- [Exercise directions]: Please reproduce the entire listing below word for word, leaving every line unchanged.

* Start Stored data *

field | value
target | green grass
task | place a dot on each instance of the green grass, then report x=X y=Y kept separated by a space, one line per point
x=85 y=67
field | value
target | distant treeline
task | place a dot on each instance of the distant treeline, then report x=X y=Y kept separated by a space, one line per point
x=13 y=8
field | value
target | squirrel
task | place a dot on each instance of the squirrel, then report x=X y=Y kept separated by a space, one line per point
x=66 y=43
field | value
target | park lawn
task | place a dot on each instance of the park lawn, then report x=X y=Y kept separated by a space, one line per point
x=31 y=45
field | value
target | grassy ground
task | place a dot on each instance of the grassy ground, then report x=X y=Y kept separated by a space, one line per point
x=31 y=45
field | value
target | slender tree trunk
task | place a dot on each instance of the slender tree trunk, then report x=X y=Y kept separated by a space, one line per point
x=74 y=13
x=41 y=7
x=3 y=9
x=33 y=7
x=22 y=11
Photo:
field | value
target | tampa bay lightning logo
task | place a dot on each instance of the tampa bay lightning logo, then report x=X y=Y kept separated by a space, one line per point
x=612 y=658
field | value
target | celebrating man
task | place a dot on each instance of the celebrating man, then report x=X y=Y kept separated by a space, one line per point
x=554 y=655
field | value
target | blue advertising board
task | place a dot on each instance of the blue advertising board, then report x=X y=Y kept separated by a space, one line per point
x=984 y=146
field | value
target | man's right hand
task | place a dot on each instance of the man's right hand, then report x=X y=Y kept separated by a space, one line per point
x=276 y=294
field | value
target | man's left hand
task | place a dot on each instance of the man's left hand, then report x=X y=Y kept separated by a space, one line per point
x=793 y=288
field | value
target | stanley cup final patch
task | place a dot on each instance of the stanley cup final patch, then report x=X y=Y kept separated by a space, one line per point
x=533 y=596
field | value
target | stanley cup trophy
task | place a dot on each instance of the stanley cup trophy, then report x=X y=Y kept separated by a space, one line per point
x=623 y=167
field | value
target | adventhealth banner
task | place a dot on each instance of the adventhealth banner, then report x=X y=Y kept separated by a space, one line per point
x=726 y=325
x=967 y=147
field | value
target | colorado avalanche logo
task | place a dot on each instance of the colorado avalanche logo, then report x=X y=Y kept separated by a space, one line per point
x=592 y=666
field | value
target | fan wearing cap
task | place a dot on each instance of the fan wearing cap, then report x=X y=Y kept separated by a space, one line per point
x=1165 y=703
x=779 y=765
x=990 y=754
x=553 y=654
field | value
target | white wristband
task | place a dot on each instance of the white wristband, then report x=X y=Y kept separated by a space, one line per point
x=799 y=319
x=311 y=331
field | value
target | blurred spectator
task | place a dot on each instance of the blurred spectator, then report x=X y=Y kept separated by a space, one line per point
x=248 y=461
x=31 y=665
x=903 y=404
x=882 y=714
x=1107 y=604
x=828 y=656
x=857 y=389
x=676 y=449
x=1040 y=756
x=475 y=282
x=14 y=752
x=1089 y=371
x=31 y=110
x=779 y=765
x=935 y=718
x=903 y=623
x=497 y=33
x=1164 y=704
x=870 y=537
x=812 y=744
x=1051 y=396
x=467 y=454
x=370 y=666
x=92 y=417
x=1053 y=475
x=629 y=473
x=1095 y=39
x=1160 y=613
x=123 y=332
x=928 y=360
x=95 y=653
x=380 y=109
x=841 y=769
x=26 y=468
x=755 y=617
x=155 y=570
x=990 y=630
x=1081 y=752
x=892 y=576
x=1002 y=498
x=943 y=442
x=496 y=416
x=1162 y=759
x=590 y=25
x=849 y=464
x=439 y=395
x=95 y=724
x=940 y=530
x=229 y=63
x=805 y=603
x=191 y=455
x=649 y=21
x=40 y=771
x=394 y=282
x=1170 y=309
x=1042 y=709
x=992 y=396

* End Stored data *

- [Final result]:
field | value
target | green grass
task | place a dot on each instance of the green grass, then report x=X y=Y kept separated by a space, one line per point
x=85 y=67
field | value
target | distant treeline
task | place a dot on each instance of the distant treeline, then report x=X y=Y kept separated by a space, one line per point
x=13 y=8
field | value
target | squirrel
task | place a dot on each instance of the squirrel, then report x=X y=Y kept separated by a space, one line per point
x=66 y=43
field | value
target | park lawn
task | place a dot on each instance of the park lawn, then report x=X y=Y kept separated by a space, one line per point
x=31 y=45
field | value
target | grassy ground
task | place a dot on each instance of the grassy ground, then report x=X y=Y kept separated by a space, one line per point
x=31 y=45
field | value
target | slender tree trunk
task | place a dot on each instance of the slender tree trunk, then report x=X y=Y kept separated by a space, one line per point
x=74 y=13
x=41 y=7
x=3 y=9
x=33 y=7
x=22 y=11
Photo:
field | value
target | tampa bay lightning logo
task | place a dot on each instance of the tampa bay lightning logo, then report x=X y=Y kept separated by a space, one line per point
x=612 y=658
field | value
target | celebrating man
task | place a dot on each instance of the celebrating man, then report x=X y=Y kept separated by a space, one line per point
x=554 y=655
field | value
target | blue advertising board
task | place a dot on each instance of the blue advertising board, then report x=X y=Y kept separated by a space, one line per point
x=984 y=146
field | value
target | man's right hand
task | place a dot on each instance of the man's right hand, then report x=X y=Y kept separated by a space, one line per point
x=276 y=294
field | value
target | man's left hand
task | place a dot on each instance of the man's left hand, then report x=X y=Y kept separated by a space, one line per point
x=793 y=288
field | value
target | stanley cup final patch
task | place a dot on each instance of the stanley cup final patch, then report x=X y=Y kept separated by a space, one line per point
x=533 y=596
field | value
target | stanley cup trophy
task | place a dot on each instance of the stanley cup trophy, then report x=X y=Y kept separated by a space, one line per point
x=623 y=167
field | value
target | adventhealth banner
task | place a dot on each instance of the adventhealth banner, then report x=X y=Y kept separated by a space, one line per point
x=726 y=325
x=967 y=147
field | value
target | colorado avalanche logo
task | place a dot on each instance of the colorado avalanche logo, then report x=X y=Y kept separated by a space, one line per point
x=592 y=666
field | value
target | fan wearing cap
task | place a dot on each instance of the fan wearing cap, then report x=X y=Y kept separated by a space, one line per point
x=1165 y=703
x=779 y=765
x=990 y=754
x=553 y=654
field | value
target | white wristband
task | place a dot on each instance of the white wristband, then report x=X y=Y kept separated by a space, one line per point
x=799 y=319
x=311 y=331
field | value
target | blurred spectator
task | place a dot on each instance of the blurred spectator, then report x=X y=Y kept separated by a space, one line per point
x=248 y=461
x=31 y=665
x=903 y=404
x=882 y=714
x=1107 y=604
x=828 y=656
x=857 y=389
x=676 y=449
x=1040 y=756
x=475 y=282
x=14 y=752
x=1089 y=371
x=31 y=110
x=779 y=765
x=935 y=718
x=903 y=623
x=497 y=33
x=1164 y=704
x=870 y=537
x=812 y=744
x=1051 y=396
x=467 y=454
x=370 y=666
x=92 y=417
x=1053 y=475
x=629 y=473
x=1095 y=39
x=1160 y=613
x=123 y=332
x=928 y=360
x=95 y=653
x=380 y=109
x=841 y=769
x=26 y=468
x=755 y=617
x=155 y=570
x=990 y=630
x=1081 y=752
x=892 y=576
x=1002 y=498
x=943 y=442
x=496 y=416
x=1162 y=759
x=590 y=25
x=849 y=464
x=439 y=395
x=95 y=724
x=940 y=530
x=229 y=63
x=805 y=603
x=191 y=455
x=649 y=21
x=40 y=771
x=394 y=282
x=1170 y=309
x=1042 y=709
x=992 y=396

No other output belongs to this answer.